◆ TEXT PROVIDED:
What makes you think that agents can't iterate?

> I'm going to throw them out if they are just constantly showering me with praise and telling me how much of a genius I am

You can tell the agent to have the persona of an arrogant ass if you prefer it.

godelski 2 days ago | parent | next [-]

  > What makes you think that agents can't iterate?
Please RTFA or RTF top most comment in the thread.

Can they? Yes. Will they reliably? If so, why would it be better to restart...

But the real answer to your question: personal experience

thunky 2 days ago | parent [-]

> Please RTFA

TFA says:

Engineers use Claude Code for rapid prototyping by enabling "auto-accept mode" (shift+tab) and setting up autonomous loops in which Claude writes code, runs tests, and iterates continuously.

The tool rapidly prototypes features and iterates on ideas without getting bogged down in implementation details

godelski a day ago | parent [-]

Don't cherry-pick, act in good faith. I know you can also read the top comment I suggested.

I know it's a long article and the top comment is hard to find, so allow me to help

  > Treat it like a slot machine
  >
  > Save your state before letting Claude work, let it run for 30 minutes, then either accept the result or start fresh rather than trying to wrestle with corrections. ***Starting over often has a higher success rate than trying to fix Claude's mistakes.***
*YOU* might be able to iterate well with Claude but I really don't think a slot machine is consistent with the type of iteration we're discussing here. You can figure out what things mean in context or you can keep intentionally misinterpreting. At least the LLM isn't intentionally misinterpreting
nojito a day ago | parent [-]

That’s actually an old workflow. Nowadays you spin up a thin container and let it go wild. If it messes up you simply just destroy the container, undo the git history and try again.

Takes no time at all.

tayo42 2 days ago | parent | prev [-]

Llms only work in one direction, they produce the next token only. It can't go back and edit. They would need to be able to back track and edit in place somehow

thunky 2 days ago | parent | next [-]

Loops.

Plus, the entire session/task history goes into every LLM prompt, not just the last message. So for every turn of the loop the LLM has the entire context with everything that previously happened in it, along with added "memories" and instructions.

DANmode 2 days ago | parent | prev [-]

"Somehow", like caching multiple layers of context, like all the free tools are now doing?

tayo42 2 days ago | parent [-]

That's different then seeing if it's current output made a mistake or not. It's not editing in place. Your just rolling the dice again with a different prompt

thunky 2 days ago | parent [-]

No, the session history is all in the prompt, including the LLM's previous responses.

tayo42 2 days ago | parent [-]

Appending more context to the existing prompt means it's a different prompt still... The text isn't the same

thunky 2 days ago | parent [-]

I'm not sure what your point is?

Think of it like an append only journal. To correct an entry you add a new one with the correction. The LLM sees the mistake and the correction. That's no worse then mutating the history.

tayo42 a day ago | parent [-]

thats not how it works.

You put in its context window some more information, then roll the dice again. And it produces text again token by token. Its still not planning ahead and its not looking back at what was just generated. There's no guarantee everything stays the same except the mistake. This is different then editing in place. you are rolling the dice again.

thunky a day ago | parent [-]

> its not looking back at what was just generated

It is, though. The LLM gets the full history in every prompt until you start a new session. That's why it gets slower as the conversation/context gets big.

The developer could choose to rewrite or edit the history before sending it back to the LLM but the user typically can't.

> There's no guarantee everything stays the same except the mistake

Sure, but there's no guarantee about anything it will generate. But that's a separate issue.

◆ TASKS TO COMPLETE:
**1)** In the thread, what key combination turns on Claude Code's "auto-accept mode"?
**2)** Please extract the part of the thread starting with "Think of it" and going on through "how it works.".
The items come from a separate source, not from the thread.

◆ INFORMATION SUPPLIED:
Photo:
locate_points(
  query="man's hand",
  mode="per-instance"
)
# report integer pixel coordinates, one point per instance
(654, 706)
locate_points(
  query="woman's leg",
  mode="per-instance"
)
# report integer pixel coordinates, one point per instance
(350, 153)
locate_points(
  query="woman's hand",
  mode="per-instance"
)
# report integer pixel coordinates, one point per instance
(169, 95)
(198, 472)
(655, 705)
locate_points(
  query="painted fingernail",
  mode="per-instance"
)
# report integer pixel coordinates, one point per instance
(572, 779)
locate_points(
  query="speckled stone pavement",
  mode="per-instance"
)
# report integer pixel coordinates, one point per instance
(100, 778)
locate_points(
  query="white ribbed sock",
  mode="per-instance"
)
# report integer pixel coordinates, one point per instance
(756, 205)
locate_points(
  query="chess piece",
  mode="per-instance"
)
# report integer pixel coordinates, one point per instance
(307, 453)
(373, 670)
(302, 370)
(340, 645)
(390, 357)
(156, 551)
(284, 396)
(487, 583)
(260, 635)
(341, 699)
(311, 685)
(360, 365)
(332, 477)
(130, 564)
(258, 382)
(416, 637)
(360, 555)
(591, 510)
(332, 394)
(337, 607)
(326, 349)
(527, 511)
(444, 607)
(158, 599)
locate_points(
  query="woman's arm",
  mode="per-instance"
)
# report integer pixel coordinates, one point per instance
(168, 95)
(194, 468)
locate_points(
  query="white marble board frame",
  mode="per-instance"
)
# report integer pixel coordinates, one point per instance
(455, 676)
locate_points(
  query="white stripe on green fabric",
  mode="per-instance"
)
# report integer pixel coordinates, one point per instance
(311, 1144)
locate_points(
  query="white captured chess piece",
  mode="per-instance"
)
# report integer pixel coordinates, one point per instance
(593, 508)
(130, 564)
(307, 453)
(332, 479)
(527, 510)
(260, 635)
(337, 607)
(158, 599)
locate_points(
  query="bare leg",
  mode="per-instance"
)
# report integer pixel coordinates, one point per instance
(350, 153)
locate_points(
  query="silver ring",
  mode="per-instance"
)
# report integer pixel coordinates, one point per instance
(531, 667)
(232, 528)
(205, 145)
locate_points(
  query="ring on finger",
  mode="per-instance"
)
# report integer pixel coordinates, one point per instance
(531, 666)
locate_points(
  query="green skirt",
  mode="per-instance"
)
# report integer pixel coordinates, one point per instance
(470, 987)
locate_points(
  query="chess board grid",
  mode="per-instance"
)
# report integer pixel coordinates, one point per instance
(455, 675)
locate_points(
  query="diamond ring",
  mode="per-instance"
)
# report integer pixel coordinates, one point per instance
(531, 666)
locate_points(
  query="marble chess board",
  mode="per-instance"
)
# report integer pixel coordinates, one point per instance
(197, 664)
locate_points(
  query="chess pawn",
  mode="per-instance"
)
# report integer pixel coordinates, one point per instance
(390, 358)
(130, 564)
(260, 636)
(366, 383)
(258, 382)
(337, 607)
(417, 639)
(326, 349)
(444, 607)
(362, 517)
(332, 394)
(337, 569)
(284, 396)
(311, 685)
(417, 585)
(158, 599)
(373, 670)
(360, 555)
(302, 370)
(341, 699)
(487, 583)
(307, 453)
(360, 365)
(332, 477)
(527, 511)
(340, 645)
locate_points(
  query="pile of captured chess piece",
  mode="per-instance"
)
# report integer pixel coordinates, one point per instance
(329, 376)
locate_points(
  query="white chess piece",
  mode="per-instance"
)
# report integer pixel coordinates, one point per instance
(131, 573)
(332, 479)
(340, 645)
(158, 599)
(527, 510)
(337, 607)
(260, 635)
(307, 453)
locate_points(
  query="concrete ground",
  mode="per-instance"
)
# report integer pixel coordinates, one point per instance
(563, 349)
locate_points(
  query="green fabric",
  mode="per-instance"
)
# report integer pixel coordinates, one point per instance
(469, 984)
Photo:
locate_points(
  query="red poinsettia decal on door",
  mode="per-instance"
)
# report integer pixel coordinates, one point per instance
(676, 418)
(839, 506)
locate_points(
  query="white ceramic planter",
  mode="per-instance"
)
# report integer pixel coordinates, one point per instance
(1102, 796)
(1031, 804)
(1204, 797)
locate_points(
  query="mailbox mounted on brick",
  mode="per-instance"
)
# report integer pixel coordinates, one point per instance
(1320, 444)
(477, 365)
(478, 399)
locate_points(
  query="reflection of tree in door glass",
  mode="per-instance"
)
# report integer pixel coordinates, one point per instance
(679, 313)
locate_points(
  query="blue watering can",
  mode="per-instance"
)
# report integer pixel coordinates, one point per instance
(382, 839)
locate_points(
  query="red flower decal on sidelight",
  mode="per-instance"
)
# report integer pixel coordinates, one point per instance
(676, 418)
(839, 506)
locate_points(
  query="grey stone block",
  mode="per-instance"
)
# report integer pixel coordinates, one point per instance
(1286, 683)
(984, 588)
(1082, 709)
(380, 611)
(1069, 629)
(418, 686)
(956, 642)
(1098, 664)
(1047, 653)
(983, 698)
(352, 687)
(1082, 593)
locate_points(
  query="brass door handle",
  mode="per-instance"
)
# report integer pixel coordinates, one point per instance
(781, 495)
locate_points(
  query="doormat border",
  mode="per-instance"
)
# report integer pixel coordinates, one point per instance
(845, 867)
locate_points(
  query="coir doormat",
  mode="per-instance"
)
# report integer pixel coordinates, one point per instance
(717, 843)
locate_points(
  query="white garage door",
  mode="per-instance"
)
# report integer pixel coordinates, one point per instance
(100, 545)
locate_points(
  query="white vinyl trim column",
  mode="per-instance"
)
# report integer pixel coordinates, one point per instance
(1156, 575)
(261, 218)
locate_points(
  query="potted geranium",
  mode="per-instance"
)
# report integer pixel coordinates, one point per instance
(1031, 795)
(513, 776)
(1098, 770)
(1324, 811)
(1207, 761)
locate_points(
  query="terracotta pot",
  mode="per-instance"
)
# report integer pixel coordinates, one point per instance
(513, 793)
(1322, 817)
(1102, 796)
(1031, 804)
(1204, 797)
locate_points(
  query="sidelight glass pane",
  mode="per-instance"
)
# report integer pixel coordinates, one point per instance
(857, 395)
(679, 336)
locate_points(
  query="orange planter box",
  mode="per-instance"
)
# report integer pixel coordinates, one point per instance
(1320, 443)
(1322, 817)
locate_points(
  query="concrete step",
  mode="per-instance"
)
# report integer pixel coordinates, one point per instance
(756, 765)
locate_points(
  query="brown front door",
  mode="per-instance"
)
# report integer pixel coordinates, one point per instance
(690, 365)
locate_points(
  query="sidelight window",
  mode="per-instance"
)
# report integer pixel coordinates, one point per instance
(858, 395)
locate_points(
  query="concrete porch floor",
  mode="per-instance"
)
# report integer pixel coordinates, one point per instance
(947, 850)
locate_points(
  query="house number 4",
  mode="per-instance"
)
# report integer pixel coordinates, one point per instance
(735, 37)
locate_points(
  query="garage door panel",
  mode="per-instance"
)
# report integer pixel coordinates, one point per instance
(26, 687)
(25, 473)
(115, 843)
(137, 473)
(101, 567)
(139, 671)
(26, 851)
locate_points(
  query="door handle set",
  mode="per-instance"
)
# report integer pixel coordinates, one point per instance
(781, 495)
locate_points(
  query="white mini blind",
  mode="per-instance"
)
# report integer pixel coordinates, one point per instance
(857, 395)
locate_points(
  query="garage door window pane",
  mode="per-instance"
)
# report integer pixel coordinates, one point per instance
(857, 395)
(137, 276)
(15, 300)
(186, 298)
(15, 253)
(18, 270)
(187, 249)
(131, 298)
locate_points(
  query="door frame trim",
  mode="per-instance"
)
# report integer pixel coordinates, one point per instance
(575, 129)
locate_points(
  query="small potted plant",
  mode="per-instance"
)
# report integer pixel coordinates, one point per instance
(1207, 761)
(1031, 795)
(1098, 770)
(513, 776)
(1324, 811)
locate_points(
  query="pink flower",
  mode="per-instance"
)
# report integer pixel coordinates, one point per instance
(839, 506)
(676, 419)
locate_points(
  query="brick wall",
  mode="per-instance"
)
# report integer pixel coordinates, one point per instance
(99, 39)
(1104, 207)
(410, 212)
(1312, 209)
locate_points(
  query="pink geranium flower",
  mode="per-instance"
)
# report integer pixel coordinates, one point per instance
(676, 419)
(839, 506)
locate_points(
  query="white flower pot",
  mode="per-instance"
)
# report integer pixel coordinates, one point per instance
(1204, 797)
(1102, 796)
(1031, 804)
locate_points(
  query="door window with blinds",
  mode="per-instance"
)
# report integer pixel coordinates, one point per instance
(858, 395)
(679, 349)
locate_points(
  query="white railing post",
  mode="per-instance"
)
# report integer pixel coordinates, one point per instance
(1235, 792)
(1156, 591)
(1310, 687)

◆ SOLUTIONS PER TASK:
**1)** Shift+tab.

**2)**
Think of it like an append only journal. To correct an entry you add a new one with the correction. The LLM sees the mistake and the correction. That's no worse then mutating the history.

tayo42 a day ago | parent [-]

thats not how it works.